Request: Can you give back only the entries in the part that opens with the line containing "Practice. Point at the white" and closes with the line containing "<point>117,397</point>", with every "marker" replaced by "dot" and everything else unchanged? Leave the pictures out.
-- Start of Given records --
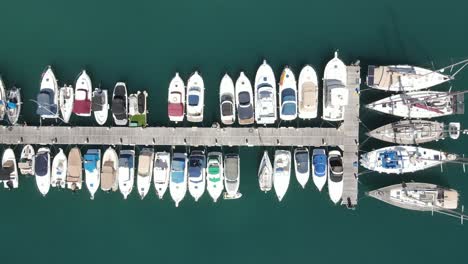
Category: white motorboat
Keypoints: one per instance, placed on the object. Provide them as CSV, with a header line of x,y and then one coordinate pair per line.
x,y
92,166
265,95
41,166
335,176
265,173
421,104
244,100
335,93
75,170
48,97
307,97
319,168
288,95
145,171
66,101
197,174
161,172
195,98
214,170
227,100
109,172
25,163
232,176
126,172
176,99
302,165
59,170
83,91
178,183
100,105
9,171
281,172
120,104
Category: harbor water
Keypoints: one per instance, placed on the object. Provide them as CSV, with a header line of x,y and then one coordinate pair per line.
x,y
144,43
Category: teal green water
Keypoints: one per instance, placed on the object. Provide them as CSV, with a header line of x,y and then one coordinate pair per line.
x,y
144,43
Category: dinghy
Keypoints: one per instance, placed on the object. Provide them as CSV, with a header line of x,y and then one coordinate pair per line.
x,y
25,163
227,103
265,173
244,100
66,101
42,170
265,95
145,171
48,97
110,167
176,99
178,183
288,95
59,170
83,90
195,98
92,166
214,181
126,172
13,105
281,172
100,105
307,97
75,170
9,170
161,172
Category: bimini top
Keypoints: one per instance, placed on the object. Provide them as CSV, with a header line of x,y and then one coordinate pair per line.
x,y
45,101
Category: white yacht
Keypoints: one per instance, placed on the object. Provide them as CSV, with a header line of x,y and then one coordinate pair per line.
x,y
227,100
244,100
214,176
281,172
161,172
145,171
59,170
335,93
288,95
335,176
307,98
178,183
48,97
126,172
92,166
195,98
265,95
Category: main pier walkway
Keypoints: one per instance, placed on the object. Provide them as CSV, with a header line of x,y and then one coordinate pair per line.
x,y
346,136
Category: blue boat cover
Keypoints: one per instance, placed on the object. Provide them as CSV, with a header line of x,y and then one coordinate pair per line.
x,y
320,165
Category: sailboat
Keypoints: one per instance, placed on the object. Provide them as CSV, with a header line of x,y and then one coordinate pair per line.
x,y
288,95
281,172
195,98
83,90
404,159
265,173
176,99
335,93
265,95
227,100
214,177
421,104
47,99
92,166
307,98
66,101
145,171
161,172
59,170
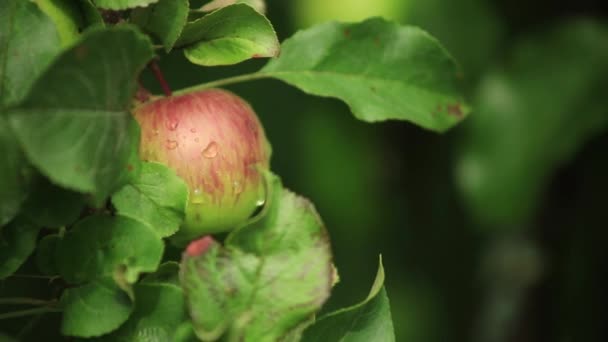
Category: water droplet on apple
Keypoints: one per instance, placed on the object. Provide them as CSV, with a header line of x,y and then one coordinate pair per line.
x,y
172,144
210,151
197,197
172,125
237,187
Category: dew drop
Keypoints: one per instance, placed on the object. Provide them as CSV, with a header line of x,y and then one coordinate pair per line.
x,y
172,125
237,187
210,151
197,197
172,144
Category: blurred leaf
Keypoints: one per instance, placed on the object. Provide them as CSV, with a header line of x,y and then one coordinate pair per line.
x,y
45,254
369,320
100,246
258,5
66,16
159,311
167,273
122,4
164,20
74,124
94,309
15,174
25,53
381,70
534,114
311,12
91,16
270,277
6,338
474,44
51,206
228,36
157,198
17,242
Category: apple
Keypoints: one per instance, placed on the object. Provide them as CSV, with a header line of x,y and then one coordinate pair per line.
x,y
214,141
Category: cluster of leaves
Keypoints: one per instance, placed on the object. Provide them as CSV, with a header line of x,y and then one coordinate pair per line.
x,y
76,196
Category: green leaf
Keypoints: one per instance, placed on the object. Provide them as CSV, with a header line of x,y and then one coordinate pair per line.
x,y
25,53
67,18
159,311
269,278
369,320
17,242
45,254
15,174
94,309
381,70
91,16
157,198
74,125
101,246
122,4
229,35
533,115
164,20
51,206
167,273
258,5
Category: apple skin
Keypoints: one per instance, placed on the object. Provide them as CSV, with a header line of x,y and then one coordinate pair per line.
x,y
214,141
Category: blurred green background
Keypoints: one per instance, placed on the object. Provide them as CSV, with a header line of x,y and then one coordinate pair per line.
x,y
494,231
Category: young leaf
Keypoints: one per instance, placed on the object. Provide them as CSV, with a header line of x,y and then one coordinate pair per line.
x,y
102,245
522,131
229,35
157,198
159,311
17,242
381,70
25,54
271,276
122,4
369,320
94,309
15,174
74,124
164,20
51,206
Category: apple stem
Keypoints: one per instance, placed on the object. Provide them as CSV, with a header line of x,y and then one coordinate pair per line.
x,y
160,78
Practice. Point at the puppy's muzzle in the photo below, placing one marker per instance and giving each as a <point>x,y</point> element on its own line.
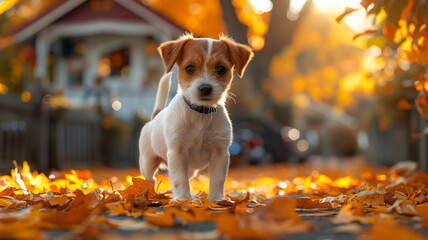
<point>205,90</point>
-- End of Given records --
-- Start of Given records --
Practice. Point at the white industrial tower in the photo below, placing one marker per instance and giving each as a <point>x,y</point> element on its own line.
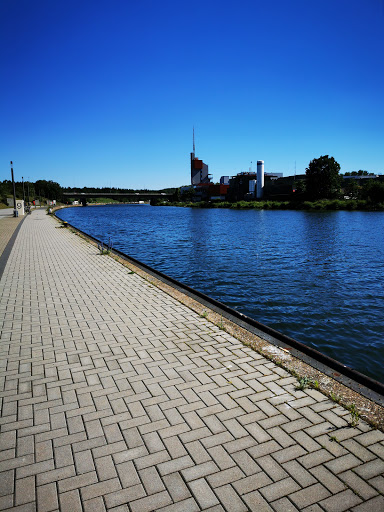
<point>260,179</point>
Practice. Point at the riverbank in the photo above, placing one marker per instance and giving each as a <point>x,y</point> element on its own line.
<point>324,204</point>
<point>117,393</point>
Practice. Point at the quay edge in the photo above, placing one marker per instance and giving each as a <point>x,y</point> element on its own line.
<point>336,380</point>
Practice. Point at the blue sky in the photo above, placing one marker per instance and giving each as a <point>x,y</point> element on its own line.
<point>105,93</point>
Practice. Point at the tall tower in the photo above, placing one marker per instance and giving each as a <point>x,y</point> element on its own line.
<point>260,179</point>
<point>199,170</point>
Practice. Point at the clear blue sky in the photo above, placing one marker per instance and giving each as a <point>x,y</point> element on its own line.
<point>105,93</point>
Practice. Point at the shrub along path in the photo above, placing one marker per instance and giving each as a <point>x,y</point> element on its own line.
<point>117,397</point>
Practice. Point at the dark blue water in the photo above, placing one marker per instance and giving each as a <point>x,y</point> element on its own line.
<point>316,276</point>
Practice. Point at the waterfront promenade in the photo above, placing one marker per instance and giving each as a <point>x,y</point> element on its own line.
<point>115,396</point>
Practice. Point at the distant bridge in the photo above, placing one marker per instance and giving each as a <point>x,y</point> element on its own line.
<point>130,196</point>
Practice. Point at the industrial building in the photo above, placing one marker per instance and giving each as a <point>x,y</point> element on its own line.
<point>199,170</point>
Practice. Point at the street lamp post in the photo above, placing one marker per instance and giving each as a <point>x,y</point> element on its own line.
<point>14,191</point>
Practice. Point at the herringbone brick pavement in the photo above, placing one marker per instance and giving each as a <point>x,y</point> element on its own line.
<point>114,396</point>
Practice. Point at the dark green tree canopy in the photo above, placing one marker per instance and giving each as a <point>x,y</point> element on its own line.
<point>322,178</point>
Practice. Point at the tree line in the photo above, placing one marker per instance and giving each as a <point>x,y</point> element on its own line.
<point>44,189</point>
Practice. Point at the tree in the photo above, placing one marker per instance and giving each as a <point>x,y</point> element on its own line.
-- End of Given records --
Problem solution:
Practice. Point at the white industrial tower in the photo below, placing one dot per instance and giving each as a <point>x,y</point> element on its own line.
<point>260,179</point>
Practice. Point at the riverbank in the photo above, placing one dot per instance and giving each as a <point>x,y</point> element on its own line.
<point>324,204</point>
<point>117,393</point>
Practice. Point at the quay edge in the photo above, placing one dot per instance and giving each as a <point>x,y</point> element on its own line.
<point>336,380</point>
Practice. Point at the blue sky in the photo above, placing one dot per instance and giving each as a <point>x,y</point> element on its own line.
<point>105,93</point>
Practice. Point at the tall tower in the photo above, placing one dot per instance and giving each as a <point>x,y</point> element on its own line.
<point>260,179</point>
<point>199,170</point>
Practice. Point at the clear blue sky in the photo above, placing one dot per instance and giving each as a <point>x,y</point> element on its own line.
<point>105,93</point>
Practice. Point at the shrub along path in the photo above, placing one dot per instance and giving each as a <point>x,y</point> element on its own line.
<point>117,397</point>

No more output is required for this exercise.